# EXERCISE AIM:
Beginning with the line that holds "Target: wicketkeeper glove" and ending with the last line below, please copy every line exactly, add nothing, and leave out the pictures.

# INFORMATION PROVIDED:
-- -- --
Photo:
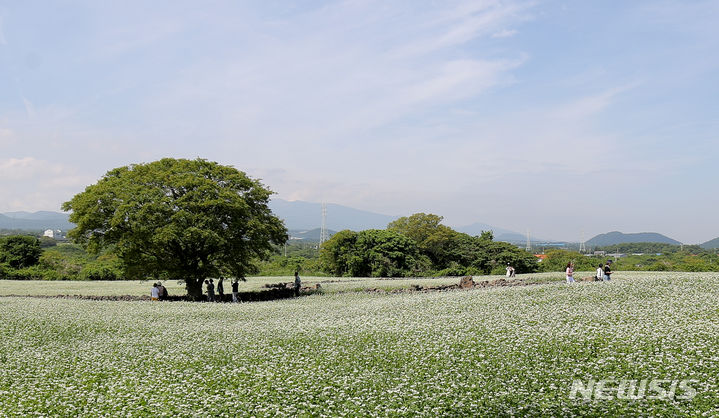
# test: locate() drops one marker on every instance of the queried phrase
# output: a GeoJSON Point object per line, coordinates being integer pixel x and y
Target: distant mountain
{"type": "Point", "coordinates": [312, 235]}
{"type": "Point", "coordinates": [36, 221]}
{"type": "Point", "coordinates": [617, 237]}
{"type": "Point", "coordinates": [500, 234]}
{"type": "Point", "coordinates": [300, 215]}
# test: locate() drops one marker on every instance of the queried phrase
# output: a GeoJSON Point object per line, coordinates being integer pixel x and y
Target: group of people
{"type": "Point", "coordinates": [210, 285]}
{"type": "Point", "coordinates": [158, 292]}
{"type": "Point", "coordinates": [604, 272]}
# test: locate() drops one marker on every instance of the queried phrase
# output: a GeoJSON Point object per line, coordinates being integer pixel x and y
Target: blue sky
{"type": "Point", "coordinates": [553, 116]}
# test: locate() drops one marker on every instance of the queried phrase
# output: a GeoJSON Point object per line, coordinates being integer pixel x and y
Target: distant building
{"type": "Point", "coordinates": [53, 233]}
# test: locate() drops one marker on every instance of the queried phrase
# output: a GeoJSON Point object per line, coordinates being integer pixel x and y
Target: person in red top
{"type": "Point", "coordinates": [570, 272]}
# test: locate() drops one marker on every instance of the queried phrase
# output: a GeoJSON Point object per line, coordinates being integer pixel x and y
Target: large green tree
{"type": "Point", "coordinates": [432, 238]}
{"type": "Point", "coordinates": [371, 253]}
{"type": "Point", "coordinates": [178, 219]}
{"type": "Point", "coordinates": [20, 251]}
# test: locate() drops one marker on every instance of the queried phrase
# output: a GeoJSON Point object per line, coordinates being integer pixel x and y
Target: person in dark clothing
{"type": "Point", "coordinates": [163, 291]}
{"type": "Point", "coordinates": [607, 270]}
{"type": "Point", "coordinates": [210, 290]}
{"type": "Point", "coordinates": [221, 289]}
{"type": "Point", "coordinates": [235, 290]}
{"type": "Point", "coordinates": [298, 283]}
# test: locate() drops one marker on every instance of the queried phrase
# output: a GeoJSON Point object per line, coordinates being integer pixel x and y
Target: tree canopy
{"type": "Point", "coordinates": [420, 245]}
{"type": "Point", "coordinates": [178, 219]}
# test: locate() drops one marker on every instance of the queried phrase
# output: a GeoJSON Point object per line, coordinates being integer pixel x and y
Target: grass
{"type": "Point", "coordinates": [498, 351]}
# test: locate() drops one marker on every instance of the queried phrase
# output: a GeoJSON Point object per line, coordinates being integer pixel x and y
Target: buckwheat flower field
{"type": "Point", "coordinates": [494, 351]}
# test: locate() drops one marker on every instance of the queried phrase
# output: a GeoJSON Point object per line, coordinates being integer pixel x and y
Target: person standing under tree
{"type": "Point", "coordinates": [210, 290]}
{"type": "Point", "coordinates": [607, 271]}
{"type": "Point", "coordinates": [162, 291]}
{"type": "Point", "coordinates": [570, 272]}
{"type": "Point", "coordinates": [221, 289]}
{"type": "Point", "coordinates": [298, 283]}
{"type": "Point", "coordinates": [155, 292]}
{"type": "Point", "coordinates": [235, 290]}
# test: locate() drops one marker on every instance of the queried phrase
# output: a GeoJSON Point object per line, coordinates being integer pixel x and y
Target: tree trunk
{"type": "Point", "coordinates": [194, 288]}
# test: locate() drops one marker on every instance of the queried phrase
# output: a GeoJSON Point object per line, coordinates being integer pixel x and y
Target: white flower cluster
{"type": "Point", "coordinates": [496, 351]}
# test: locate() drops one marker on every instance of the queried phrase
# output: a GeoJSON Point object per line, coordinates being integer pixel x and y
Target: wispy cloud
{"type": "Point", "coordinates": [3, 41]}
{"type": "Point", "coordinates": [505, 33]}
{"type": "Point", "coordinates": [29, 108]}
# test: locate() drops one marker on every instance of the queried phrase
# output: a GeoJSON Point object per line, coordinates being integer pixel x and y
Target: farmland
{"type": "Point", "coordinates": [500, 350]}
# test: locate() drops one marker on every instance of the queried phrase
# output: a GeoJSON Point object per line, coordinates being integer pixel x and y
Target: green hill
{"type": "Point", "coordinates": [616, 237]}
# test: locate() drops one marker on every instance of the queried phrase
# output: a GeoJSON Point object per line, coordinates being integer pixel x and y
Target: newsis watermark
{"type": "Point", "coordinates": [633, 389]}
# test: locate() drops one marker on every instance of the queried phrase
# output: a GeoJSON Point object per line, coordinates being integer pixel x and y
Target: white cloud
{"type": "Point", "coordinates": [505, 33]}
{"type": "Point", "coordinates": [33, 184]}
{"type": "Point", "coordinates": [3, 41]}
{"type": "Point", "coordinates": [29, 108]}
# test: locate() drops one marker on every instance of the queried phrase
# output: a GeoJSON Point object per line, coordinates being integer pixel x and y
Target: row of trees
{"type": "Point", "coordinates": [419, 245]}
{"type": "Point", "coordinates": [193, 219]}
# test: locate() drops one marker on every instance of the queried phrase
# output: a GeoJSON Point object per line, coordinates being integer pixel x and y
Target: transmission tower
{"type": "Point", "coordinates": [529, 243]}
{"type": "Point", "coordinates": [323, 230]}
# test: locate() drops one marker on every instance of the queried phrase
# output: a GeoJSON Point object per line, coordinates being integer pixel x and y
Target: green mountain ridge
{"type": "Point", "coordinates": [616, 237]}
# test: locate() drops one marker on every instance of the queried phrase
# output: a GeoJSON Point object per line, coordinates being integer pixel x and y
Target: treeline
{"type": "Point", "coordinates": [653, 248]}
{"type": "Point", "coordinates": [419, 245]}
{"type": "Point", "coordinates": [556, 260]}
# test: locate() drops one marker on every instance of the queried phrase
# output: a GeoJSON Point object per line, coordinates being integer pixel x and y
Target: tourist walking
{"type": "Point", "coordinates": [221, 289]}
{"type": "Point", "coordinates": [163, 291]}
{"type": "Point", "coordinates": [570, 272]}
{"type": "Point", "coordinates": [210, 290]}
{"type": "Point", "coordinates": [235, 291]}
{"type": "Point", "coordinates": [607, 271]}
{"type": "Point", "coordinates": [298, 283]}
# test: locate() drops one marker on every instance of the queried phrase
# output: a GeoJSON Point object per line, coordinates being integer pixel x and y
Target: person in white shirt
{"type": "Point", "coordinates": [155, 292]}
{"type": "Point", "coordinates": [570, 272]}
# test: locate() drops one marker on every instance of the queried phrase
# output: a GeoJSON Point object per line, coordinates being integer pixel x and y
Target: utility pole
{"type": "Point", "coordinates": [323, 229]}
{"type": "Point", "coordinates": [529, 243]}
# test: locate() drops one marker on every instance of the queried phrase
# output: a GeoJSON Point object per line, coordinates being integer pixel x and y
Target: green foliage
{"type": "Point", "coordinates": [557, 260]}
{"type": "Point", "coordinates": [432, 249]}
{"type": "Point", "coordinates": [371, 253]}
{"type": "Point", "coordinates": [651, 248]}
{"type": "Point", "coordinates": [432, 238]}
{"type": "Point", "coordinates": [46, 242]}
{"type": "Point", "coordinates": [20, 251]}
{"type": "Point", "coordinates": [180, 219]}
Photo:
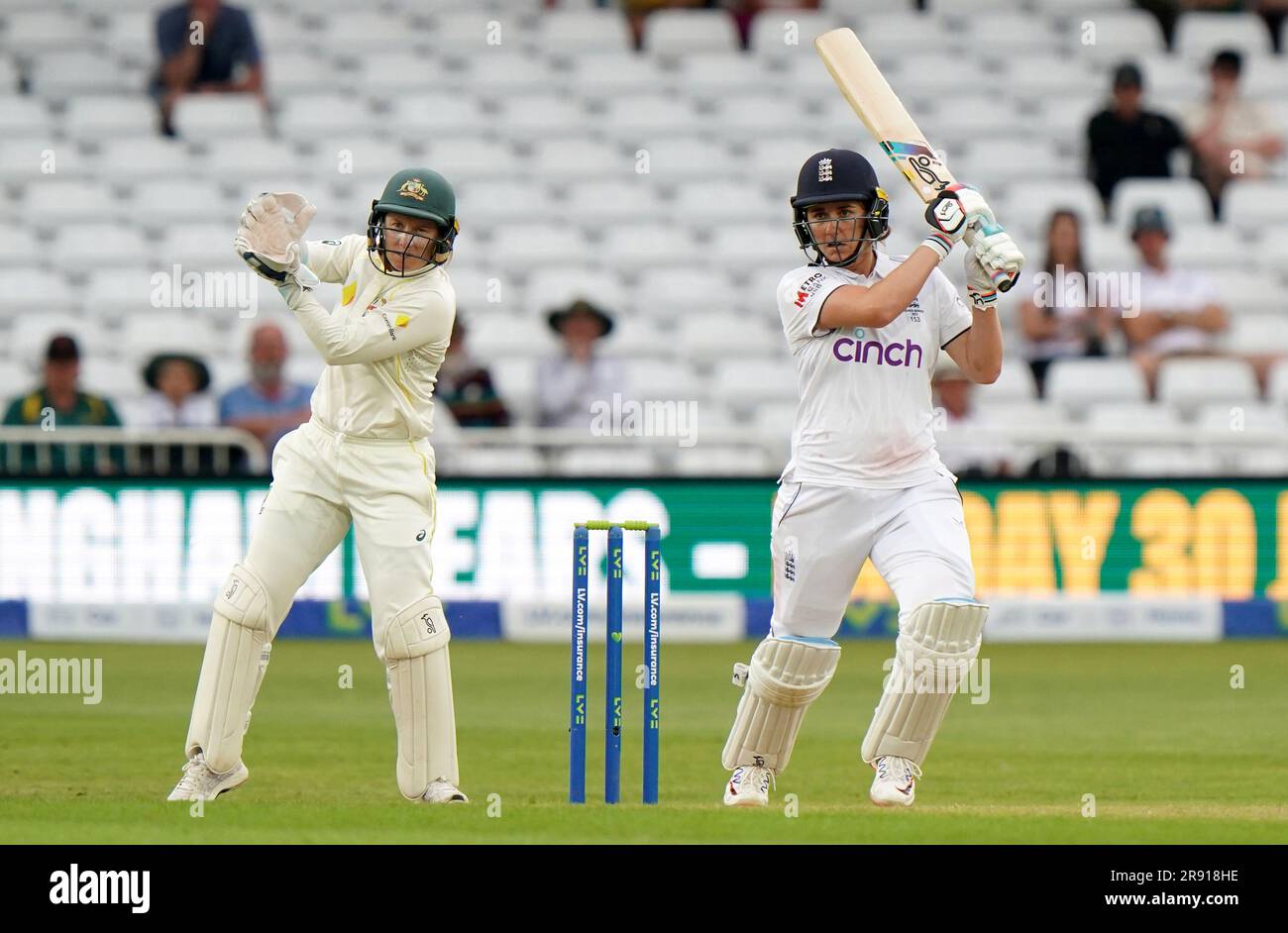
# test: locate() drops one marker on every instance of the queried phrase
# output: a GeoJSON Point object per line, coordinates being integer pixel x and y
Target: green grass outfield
{"type": "Point", "coordinates": [1170, 751]}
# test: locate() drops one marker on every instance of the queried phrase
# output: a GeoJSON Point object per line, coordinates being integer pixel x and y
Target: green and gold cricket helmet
{"type": "Point", "coordinates": [417, 193]}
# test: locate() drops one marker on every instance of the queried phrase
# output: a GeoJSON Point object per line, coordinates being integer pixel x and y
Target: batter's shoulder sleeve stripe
{"type": "Point", "coordinates": [953, 338]}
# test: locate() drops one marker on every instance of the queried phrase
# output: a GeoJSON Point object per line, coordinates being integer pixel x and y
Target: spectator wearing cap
{"type": "Point", "coordinates": [1055, 325]}
{"type": "Point", "coordinates": [957, 439]}
{"type": "Point", "coordinates": [578, 376]}
{"type": "Point", "coordinates": [206, 48]}
{"type": "Point", "coordinates": [268, 404]}
{"type": "Point", "coordinates": [178, 396]}
{"type": "Point", "coordinates": [465, 385]}
{"type": "Point", "coordinates": [1126, 141]}
{"type": "Point", "coordinates": [59, 403]}
{"type": "Point", "coordinates": [1232, 138]}
{"type": "Point", "coordinates": [1179, 313]}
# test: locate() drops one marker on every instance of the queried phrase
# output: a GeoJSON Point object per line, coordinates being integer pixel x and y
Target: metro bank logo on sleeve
{"type": "Point", "coordinates": [858, 351]}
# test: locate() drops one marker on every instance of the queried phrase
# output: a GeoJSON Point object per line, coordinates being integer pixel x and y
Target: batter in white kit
{"type": "Point", "coordinates": [364, 459]}
{"type": "Point", "coordinates": [864, 480]}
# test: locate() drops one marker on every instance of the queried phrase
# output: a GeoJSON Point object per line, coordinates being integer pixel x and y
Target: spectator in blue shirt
{"type": "Point", "coordinates": [268, 405]}
{"type": "Point", "coordinates": [206, 48]}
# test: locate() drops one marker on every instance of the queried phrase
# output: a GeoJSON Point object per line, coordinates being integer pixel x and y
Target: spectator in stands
{"type": "Point", "coordinates": [957, 428]}
{"type": "Point", "coordinates": [206, 48]}
{"type": "Point", "coordinates": [178, 396]}
{"type": "Point", "coordinates": [1232, 138]}
{"type": "Point", "coordinates": [570, 381]}
{"type": "Point", "coordinates": [1126, 141]}
{"type": "Point", "coordinates": [268, 405]}
{"type": "Point", "coordinates": [465, 385]}
{"type": "Point", "coordinates": [59, 403]}
{"type": "Point", "coordinates": [1055, 325]}
{"type": "Point", "coordinates": [1179, 310]}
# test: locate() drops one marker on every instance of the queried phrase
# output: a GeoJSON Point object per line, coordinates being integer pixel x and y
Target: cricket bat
{"type": "Point", "coordinates": [881, 111]}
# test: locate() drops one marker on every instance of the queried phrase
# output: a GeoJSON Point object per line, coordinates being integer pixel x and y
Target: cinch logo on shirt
{"type": "Point", "coordinates": [849, 351]}
{"type": "Point", "coordinates": [807, 287]}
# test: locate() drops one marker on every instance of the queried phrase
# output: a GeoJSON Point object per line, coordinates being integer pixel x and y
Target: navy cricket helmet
{"type": "Point", "coordinates": [838, 175]}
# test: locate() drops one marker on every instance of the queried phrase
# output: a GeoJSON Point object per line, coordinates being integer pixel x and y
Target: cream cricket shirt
{"type": "Point", "coordinates": [382, 344]}
{"type": "Point", "coordinates": [864, 416]}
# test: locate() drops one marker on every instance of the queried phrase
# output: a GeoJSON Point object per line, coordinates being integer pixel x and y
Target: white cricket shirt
{"type": "Point", "coordinates": [382, 343]}
{"type": "Point", "coordinates": [864, 416]}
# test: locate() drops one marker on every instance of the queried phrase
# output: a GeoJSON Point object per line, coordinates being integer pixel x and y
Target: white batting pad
{"type": "Point", "coordinates": [932, 654]}
{"type": "Point", "coordinates": [231, 671]}
{"type": "Point", "coordinates": [420, 693]}
{"type": "Point", "coordinates": [785, 675]}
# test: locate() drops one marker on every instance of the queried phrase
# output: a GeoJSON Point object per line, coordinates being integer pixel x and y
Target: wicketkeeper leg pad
{"type": "Point", "coordinates": [785, 677]}
{"type": "Point", "coordinates": [420, 692]}
{"type": "Point", "coordinates": [934, 652]}
{"type": "Point", "coordinates": [232, 670]}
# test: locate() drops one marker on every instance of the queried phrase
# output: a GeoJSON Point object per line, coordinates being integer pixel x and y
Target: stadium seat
{"type": "Point", "coordinates": [639, 246]}
{"type": "Point", "coordinates": [756, 116]}
{"type": "Point", "coordinates": [1253, 203]}
{"type": "Point", "coordinates": [460, 158]}
{"type": "Point", "coordinates": [555, 286]}
{"type": "Point", "coordinates": [581, 33]}
{"type": "Point", "coordinates": [713, 336]}
{"type": "Point", "coordinates": [1183, 198]}
{"type": "Point", "coordinates": [682, 158]}
{"type": "Point", "coordinates": [704, 460]}
{"type": "Point", "coordinates": [305, 117]}
{"type": "Point", "coordinates": [68, 73]}
{"type": "Point", "coordinates": [494, 339]}
{"type": "Point", "coordinates": [22, 116]}
{"type": "Point", "coordinates": [1119, 35]}
{"type": "Point", "coordinates": [616, 460]}
{"type": "Point", "coordinates": [97, 246]}
{"type": "Point", "coordinates": [668, 379]}
{"type": "Point", "coordinates": [1189, 382]}
{"type": "Point", "coordinates": [729, 76]}
{"type": "Point", "coordinates": [1253, 334]}
{"type": "Point", "coordinates": [669, 33]}
{"type": "Point", "coordinates": [494, 461]}
{"type": "Point", "coordinates": [115, 378]}
{"type": "Point", "coordinates": [1199, 34]}
{"type": "Point", "coordinates": [629, 202]}
{"type": "Point", "coordinates": [579, 159]}
{"type": "Point", "coordinates": [1249, 292]}
{"type": "Point", "coordinates": [516, 248]}
{"type": "Point", "coordinates": [605, 76]}
{"type": "Point", "coordinates": [498, 76]}
{"type": "Point", "coordinates": [136, 158]}
{"type": "Point", "coordinates": [1209, 246]}
{"type": "Point", "coordinates": [218, 116]}
{"type": "Point", "coordinates": [789, 33]}
{"type": "Point", "coordinates": [1080, 382]}
{"type": "Point", "coordinates": [640, 120]}
{"type": "Point", "coordinates": [535, 117]}
{"type": "Point", "coordinates": [1160, 463]}
{"type": "Point", "coordinates": [1014, 383]}
{"type": "Point", "coordinates": [750, 381]}
{"type": "Point", "coordinates": [183, 328]}
{"type": "Point", "coordinates": [37, 33]}
{"type": "Point", "coordinates": [156, 203]}
{"type": "Point", "coordinates": [1149, 421]}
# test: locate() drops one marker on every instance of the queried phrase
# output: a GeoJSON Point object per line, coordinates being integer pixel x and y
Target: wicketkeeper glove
{"type": "Point", "coordinates": [268, 239]}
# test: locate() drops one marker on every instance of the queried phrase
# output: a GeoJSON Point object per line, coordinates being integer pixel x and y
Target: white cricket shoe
{"type": "Point", "coordinates": [200, 782]}
{"type": "Point", "coordinates": [442, 790]}
{"type": "Point", "coordinates": [748, 785]}
{"type": "Point", "coordinates": [896, 783]}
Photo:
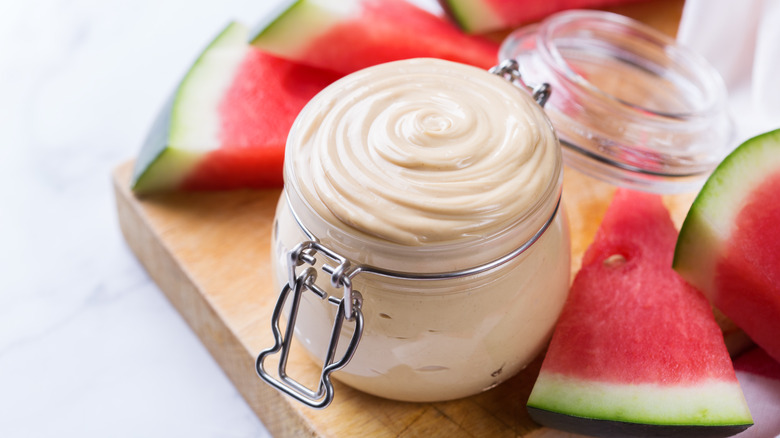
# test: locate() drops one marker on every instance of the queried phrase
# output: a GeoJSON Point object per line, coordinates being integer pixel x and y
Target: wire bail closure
{"type": "Point", "coordinates": [349, 309]}
{"type": "Point", "coordinates": [509, 69]}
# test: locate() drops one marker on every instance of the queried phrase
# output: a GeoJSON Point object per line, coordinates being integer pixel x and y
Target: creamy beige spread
{"type": "Point", "coordinates": [422, 151]}
{"type": "Point", "coordinates": [408, 157]}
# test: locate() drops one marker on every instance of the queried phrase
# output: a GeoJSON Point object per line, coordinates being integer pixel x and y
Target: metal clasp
{"type": "Point", "coordinates": [349, 309]}
{"type": "Point", "coordinates": [509, 69]}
-- -- --
# RESULT FOR THIS TASK:
Target: wicketkeeper glove
{"type": "Point", "coordinates": [268, 239]}
# test: locate() drops one marker on every instance of the queried phrase
# output: a GeoJSON Point object per line, coordinates being integer pixel x and y
Target: white cricket shoe
{"type": "Point", "coordinates": [200, 782]}
{"type": "Point", "coordinates": [442, 790]}
{"type": "Point", "coordinates": [748, 785]}
{"type": "Point", "coordinates": [896, 783]}
Photo:
# test: locate() drops one marker on every instance of the queried phrase
# output: a GeoJSON Point object per line, coordinates being integer pixel x and y
Target: wire bail closure
{"type": "Point", "coordinates": [349, 309]}
{"type": "Point", "coordinates": [509, 69]}
# test: locate() drops one marker on every instance of the queried phrase
# output: a GeoJSON Point object per line, coordinates being integer pixel x and y
Target: creamy beige spread
{"type": "Point", "coordinates": [422, 151]}
{"type": "Point", "coordinates": [408, 157]}
# test: locate() drops one marker on every instance of the queried phrase
# output: a GeoJSON Point object per line, coordinates being integer pixel x and y
Target: metal clasp
{"type": "Point", "coordinates": [349, 309]}
{"type": "Point", "coordinates": [509, 69]}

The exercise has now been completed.